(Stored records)

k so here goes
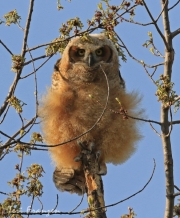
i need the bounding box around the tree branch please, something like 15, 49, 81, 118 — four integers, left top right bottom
141, 0, 168, 49
0, 40, 13, 55
168, 0, 180, 11
0, 0, 35, 117
161, 1, 175, 217
171, 28, 180, 39
23, 55, 47, 66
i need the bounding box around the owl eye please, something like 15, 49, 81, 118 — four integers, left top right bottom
77, 49, 85, 56
95, 48, 103, 56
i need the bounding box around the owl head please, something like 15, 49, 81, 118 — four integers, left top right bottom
59, 34, 120, 83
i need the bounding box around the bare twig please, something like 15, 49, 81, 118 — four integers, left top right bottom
165, 107, 173, 137
37, 197, 44, 213
0, 40, 13, 55
50, 195, 59, 213
149, 122, 161, 137
27, 195, 35, 218
116, 33, 164, 69
142, 65, 157, 85
168, 0, 180, 11
20, 55, 52, 79
23, 55, 47, 66
4, 116, 37, 145
0, 105, 10, 124
69, 193, 84, 213
0, 191, 9, 196
174, 185, 180, 192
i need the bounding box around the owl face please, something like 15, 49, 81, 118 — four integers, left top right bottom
60, 34, 119, 83
69, 45, 112, 68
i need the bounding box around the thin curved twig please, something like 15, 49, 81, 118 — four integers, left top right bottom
69, 192, 84, 213
149, 122, 161, 137
168, 0, 180, 11
49, 195, 59, 214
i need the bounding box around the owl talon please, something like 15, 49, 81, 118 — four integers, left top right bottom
96, 150, 101, 160
97, 163, 107, 176
88, 142, 95, 151
74, 155, 82, 162
53, 168, 85, 195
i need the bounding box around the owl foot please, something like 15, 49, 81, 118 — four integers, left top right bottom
53, 168, 85, 195
98, 162, 107, 176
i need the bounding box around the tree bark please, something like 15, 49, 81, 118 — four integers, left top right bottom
161, 1, 175, 217
79, 142, 107, 218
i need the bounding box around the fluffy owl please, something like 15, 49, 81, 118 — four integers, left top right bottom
39, 34, 142, 195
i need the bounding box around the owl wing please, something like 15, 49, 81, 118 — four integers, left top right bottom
51, 59, 61, 90
119, 70, 125, 88
53, 168, 85, 195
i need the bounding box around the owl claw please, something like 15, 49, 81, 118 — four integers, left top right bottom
74, 155, 82, 162
97, 162, 107, 176
96, 150, 101, 160
53, 168, 85, 195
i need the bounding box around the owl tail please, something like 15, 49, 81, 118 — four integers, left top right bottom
53, 168, 85, 195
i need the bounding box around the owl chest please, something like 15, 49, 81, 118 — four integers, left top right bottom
63, 86, 118, 131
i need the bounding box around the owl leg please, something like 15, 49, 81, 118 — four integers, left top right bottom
53, 168, 85, 195
77, 141, 107, 176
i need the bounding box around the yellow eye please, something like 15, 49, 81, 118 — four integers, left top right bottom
77, 49, 85, 56
95, 48, 103, 56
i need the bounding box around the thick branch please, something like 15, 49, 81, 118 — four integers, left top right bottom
79, 142, 107, 218
161, 1, 175, 217
171, 28, 180, 39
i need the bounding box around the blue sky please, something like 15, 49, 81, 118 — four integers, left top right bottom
0, 1, 180, 217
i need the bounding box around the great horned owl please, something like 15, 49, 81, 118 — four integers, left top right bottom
39, 34, 142, 194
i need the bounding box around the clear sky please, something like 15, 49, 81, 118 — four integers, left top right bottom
0, 1, 180, 217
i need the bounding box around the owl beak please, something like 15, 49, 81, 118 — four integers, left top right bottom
88, 53, 94, 67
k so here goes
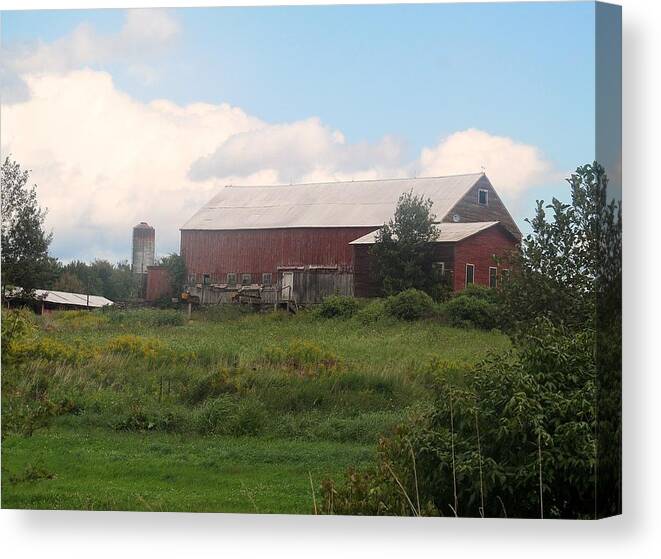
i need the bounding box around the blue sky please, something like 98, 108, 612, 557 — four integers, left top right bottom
1, 2, 598, 262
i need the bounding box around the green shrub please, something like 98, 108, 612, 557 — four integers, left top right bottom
1, 308, 37, 364
354, 299, 387, 325
384, 289, 435, 321
316, 295, 361, 319
321, 320, 597, 518
192, 395, 266, 436
445, 286, 502, 330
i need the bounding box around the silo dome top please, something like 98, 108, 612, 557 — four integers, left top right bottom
133, 222, 154, 229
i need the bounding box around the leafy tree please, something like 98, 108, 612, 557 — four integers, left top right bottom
158, 253, 187, 296
498, 162, 621, 333
322, 320, 596, 518
52, 259, 139, 301
53, 272, 86, 294
371, 191, 447, 299
1, 158, 54, 293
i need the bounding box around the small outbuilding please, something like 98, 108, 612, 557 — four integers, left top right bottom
4, 288, 114, 314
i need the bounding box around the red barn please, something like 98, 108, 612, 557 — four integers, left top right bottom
180, 173, 520, 303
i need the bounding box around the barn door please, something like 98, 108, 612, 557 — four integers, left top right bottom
281, 272, 294, 301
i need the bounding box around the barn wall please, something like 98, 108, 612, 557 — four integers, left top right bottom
353, 243, 456, 298
180, 227, 377, 284
453, 225, 518, 291
146, 266, 173, 301
291, 270, 353, 305
443, 175, 521, 239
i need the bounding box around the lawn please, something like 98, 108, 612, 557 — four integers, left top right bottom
1, 428, 374, 513
2, 305, 509, 513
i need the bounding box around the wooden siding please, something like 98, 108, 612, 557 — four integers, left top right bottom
453, 224, 517, 291
146, 266, 173, 301
443, 175, 521, 238
290, 269, 353, 305
353, 243, 456, 298
181, 227, 377, 284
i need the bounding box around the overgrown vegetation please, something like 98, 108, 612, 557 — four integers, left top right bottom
1, 162, 620, 517
321, 162, 621, 519
1, 304, 508, 511
321, 320, 596, 518
445, 285, 502, 330
316, 295, 361, 319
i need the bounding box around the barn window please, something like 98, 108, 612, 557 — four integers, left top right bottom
203, 274, 211, 285
489, 267, 498, 288
465, 263, 475, 286
226, 273, 237, 286
478, 188, 489, 206
262, 273, 272, 286
241, 273, 251, 286
434, 261, 446, 275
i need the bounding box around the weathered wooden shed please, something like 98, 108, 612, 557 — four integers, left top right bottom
180, 173, 521, 303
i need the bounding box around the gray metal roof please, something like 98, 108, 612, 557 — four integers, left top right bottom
181, 173, 485, 231
33, 289, 114, 308
349, 221, 502, 245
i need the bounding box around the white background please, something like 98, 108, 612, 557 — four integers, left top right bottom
0, 1, 658, 557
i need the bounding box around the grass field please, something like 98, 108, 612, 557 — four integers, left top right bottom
2, 305, 509, 512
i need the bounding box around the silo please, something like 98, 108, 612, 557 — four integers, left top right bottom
131, 222, 155, 274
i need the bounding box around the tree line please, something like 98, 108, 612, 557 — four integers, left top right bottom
1, 157, 184, 301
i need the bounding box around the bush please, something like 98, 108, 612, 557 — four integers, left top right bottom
445, 286, 502, 329
1, 308, 37, 364
316, 295, 361, 319
321, 320, 597, 518
384, 289, 435, 321
353, 299, 387, 325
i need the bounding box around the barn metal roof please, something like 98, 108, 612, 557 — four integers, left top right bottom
33, 289, 114, 308
181, 173, 485, 231
349, 221, 502, 245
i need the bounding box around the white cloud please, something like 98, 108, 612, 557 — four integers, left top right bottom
1, 9, 181, 101
1, 70, 262, 261
1, 70, 410, 262
1, 10, 557, 262
189, 117, 405, 183
418, 128, 552, 196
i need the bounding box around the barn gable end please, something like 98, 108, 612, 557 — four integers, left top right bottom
443, 174, 521, 239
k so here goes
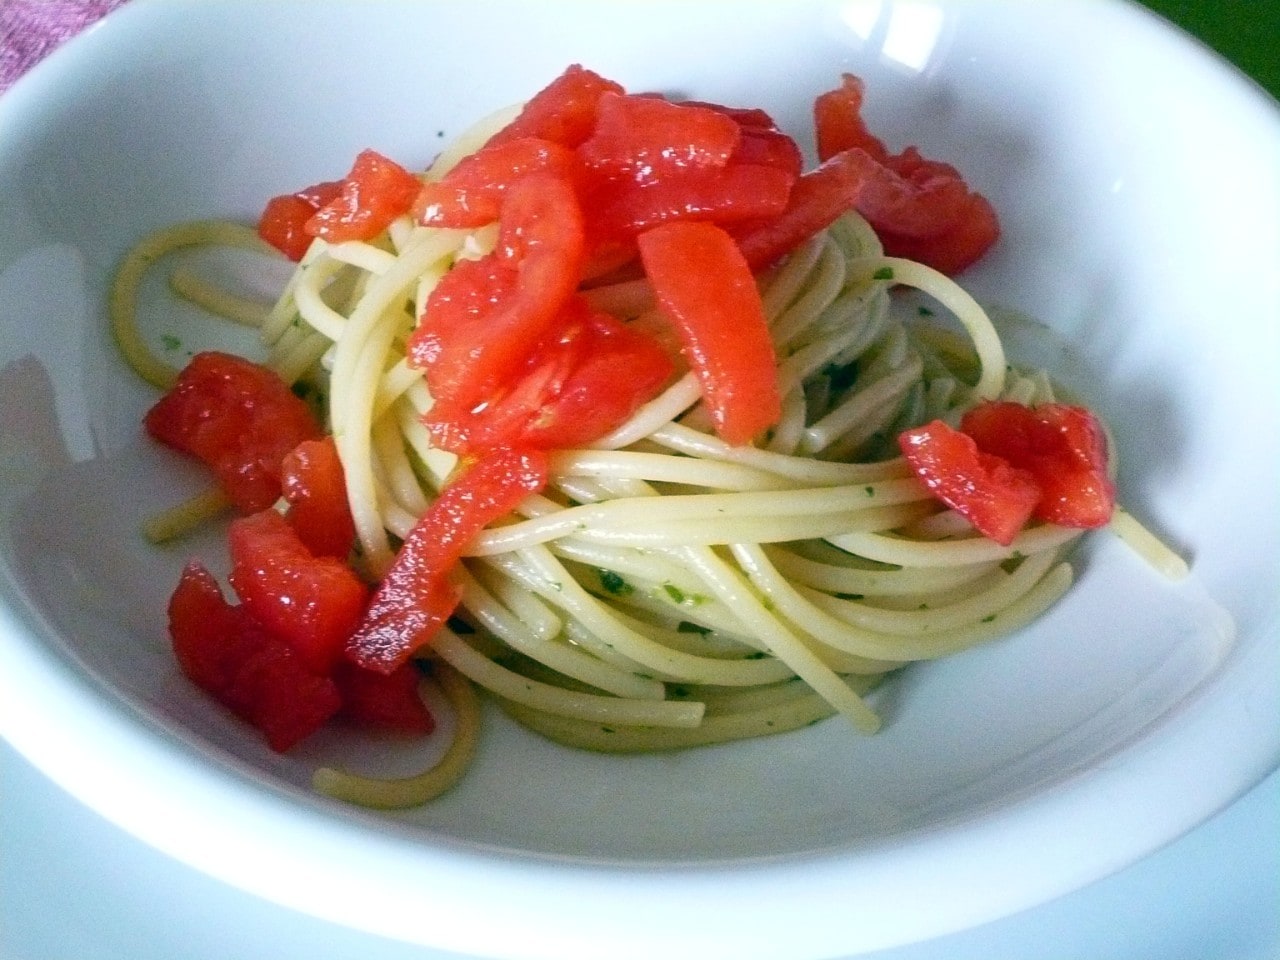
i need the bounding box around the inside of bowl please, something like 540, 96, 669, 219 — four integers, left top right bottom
0, 0, 1276, 873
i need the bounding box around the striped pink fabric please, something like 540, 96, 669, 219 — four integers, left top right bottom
1, 0, 129, 94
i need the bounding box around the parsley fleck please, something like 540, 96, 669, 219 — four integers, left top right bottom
872, 266, 895, 280
676, 621, 710, 635
597, 568, 633, 596
918, 306, 934, 317
981, 614, 997, 623
160, 334, 182, 352
662, 583, 687, 604
836, 592, 864, 601
865, 485, 875, 497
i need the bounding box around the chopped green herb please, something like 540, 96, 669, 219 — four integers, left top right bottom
160, 334, 182, 352
872, 266, 895, 280
865, 485, 875, 497
662, 583, 687, 604
744, 651, 767, 660
981, 614, 997, 623
918, 305, 934, 316
676, 621, 711, 635
600, 726, 616, 734
597, 568, 633, 596
835, 592, 864, 601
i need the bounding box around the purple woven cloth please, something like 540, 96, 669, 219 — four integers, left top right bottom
0, 0, 129, 94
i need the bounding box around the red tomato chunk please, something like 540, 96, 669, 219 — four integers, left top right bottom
227, 509, 369, 676
305, 148, 422, 244
348, 448, 549, 673
168, 561, 342, 752
258, 179, 342, 261
898, 419, 1041, 546
638, 220, 781, 446
144, 352, 322, 513
811, 73, 1000, 275
960, 401, 1115, 529
281, 437, 357, 559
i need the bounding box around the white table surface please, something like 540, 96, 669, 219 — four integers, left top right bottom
2, 739, 1276, 960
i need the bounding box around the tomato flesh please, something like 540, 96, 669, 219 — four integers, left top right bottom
577, 93, 742, 179
227, 510, 369, 675
168, 561, 342, 752
638, 220, 781, 446
281, 437, 356, 559
960, 402, 1115, 528
412, 137, 580, 229
144, 352, 322, 513
485, 64, 625, 149
334, 660, 435, 734
305, 148, 422, 244
898, 419, 1041, 546
258, 180, 342, 260
809, 76, 1000, 274
813, 73, 889, 163
347, 448, 549, 673
425, 299, 674, 455
408, 172, 585, 410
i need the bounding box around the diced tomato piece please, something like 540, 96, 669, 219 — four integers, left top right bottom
144, 352, 322, 513
515, 309, 674, 449
685, 100, 804, 176
577, 93, 742, 180
809, 76, 1001, 274
334, 660, 436, 734
733, 148, 880, 270
227, 510, 369, 675
813, 73, 890, 163
877, 192, 1001, 276
584, 163, 794, 243
281, 437, 356, 559
425, 299, 674, 454
258, 180, 343, 261
168, 561, 341, 752
898, 420, 1041, 546
960, 402, 1116, 528
347, 448, 549, 673
486, 64, 626, 149
408, 173, 585, 410
412, 137, 580, 228
305, 148, 422, 244
637, 221, 781, 446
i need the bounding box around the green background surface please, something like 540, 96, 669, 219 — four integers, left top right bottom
1138, 0, 1280, 97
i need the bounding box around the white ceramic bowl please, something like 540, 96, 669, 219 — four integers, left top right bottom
1, 1, 1277, 958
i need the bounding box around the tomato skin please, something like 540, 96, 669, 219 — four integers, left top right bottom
305, 149, 421, 244
347, 448, 549, 673
637, 220, 781, 446
258, 180, 343, 261
281, 437, 356, 559
144, 351, 322, 513
486, 64, 626, 149
334, 660, 435, 734
168, 561, 341, 752
408, 173, 585, 410
877, 192, 1001, 277
227, 510, 369, 675
959, 402, 1115, 528
412, 137, 580, 229
898, 419, 1041, 546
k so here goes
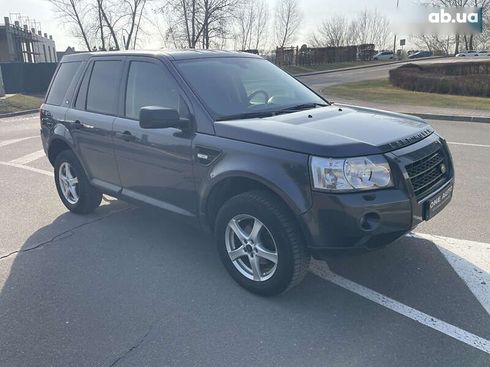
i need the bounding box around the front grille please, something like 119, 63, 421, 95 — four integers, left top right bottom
405, 149, 449, 199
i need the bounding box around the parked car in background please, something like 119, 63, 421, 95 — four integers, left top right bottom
456, 50, 490, 57
408, 51, 433, 59
373, 51, 396, 60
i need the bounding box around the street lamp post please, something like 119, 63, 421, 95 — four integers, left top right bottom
393, 0, 400, 53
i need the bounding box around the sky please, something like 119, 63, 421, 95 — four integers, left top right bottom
0, 0, 406, 51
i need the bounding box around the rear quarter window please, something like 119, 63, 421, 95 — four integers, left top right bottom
46, 61, 82, 106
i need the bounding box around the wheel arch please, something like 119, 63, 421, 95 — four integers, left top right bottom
202, 172, 308, 232
47, 138, 72, 165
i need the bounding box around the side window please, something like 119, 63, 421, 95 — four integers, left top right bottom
46, 61, 81, 106
125, 61, 189, 120
86, 60, 122, 115
75, 63, 93, 110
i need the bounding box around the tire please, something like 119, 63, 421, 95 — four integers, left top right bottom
215, 191, 310, 296
54, 150, 102, 214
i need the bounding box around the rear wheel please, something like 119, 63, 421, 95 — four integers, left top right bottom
215, 191, 310, 296
54, 150, 102, 214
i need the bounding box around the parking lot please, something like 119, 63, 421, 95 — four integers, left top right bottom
0, 113, 489, 366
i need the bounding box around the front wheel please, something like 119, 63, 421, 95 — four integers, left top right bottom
215, 191, 310, 296
54, 150, 102, 214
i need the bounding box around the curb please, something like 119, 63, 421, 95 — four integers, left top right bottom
0, 109, 39, 119
406, 112, 490, 124
293, 56, 447, 77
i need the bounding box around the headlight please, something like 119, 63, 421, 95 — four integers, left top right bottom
310, 155, 393, 192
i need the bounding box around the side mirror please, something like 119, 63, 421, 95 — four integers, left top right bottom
139, 106, 181, 129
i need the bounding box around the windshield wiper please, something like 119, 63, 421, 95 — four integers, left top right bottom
279, 102, 329, 112
215, 111, 277, 121
215, 103, 329, 121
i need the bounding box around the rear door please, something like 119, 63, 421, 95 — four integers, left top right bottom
112, 57, 197, 216
66, 57, 123, 193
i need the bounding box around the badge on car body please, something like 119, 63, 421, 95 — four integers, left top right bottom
440, 163, 447, 174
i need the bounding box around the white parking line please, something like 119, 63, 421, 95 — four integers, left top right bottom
448, 141, 490, 148
412, 232, 490, 315
0, 136, 38, 148
310, 259, 490, 354
9, 149, 46, 165
0, 161, 53, 177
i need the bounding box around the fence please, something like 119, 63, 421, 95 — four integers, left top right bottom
0, 62, 57, 94
275, 44, 375, 66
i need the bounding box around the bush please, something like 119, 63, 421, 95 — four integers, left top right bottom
389, 62, 490, 97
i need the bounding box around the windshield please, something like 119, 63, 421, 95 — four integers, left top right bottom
175, 57, 327, 120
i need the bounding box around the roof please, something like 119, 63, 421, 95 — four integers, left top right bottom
61, 49, 262, 63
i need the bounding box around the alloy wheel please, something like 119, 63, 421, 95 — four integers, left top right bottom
225, 214, 279, 281
58, 162, 79, 205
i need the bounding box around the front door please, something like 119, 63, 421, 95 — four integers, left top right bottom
112, 58, 196, 216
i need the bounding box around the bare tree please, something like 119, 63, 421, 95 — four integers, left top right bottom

Work required
Every line from the one containing "i need the bounding box around the alloy" through the last line of the entries should be output exactly; nothing else belongs in the reply.

Task answer
i need the bounding box around the alloy wheel please, something like 119, 63, 421, 95 — four integers, left top right bottom
225, 214, 279, 281
58, 162, 79, 205
i need the bounding box around the front door please, something like 119, 63, 421, 95 — four integers, left top right bottom
112, 58, 196, 216
i need the bounding box around the bare tree please, something like 119, 63, 421, 95 — four integers, left top right bottom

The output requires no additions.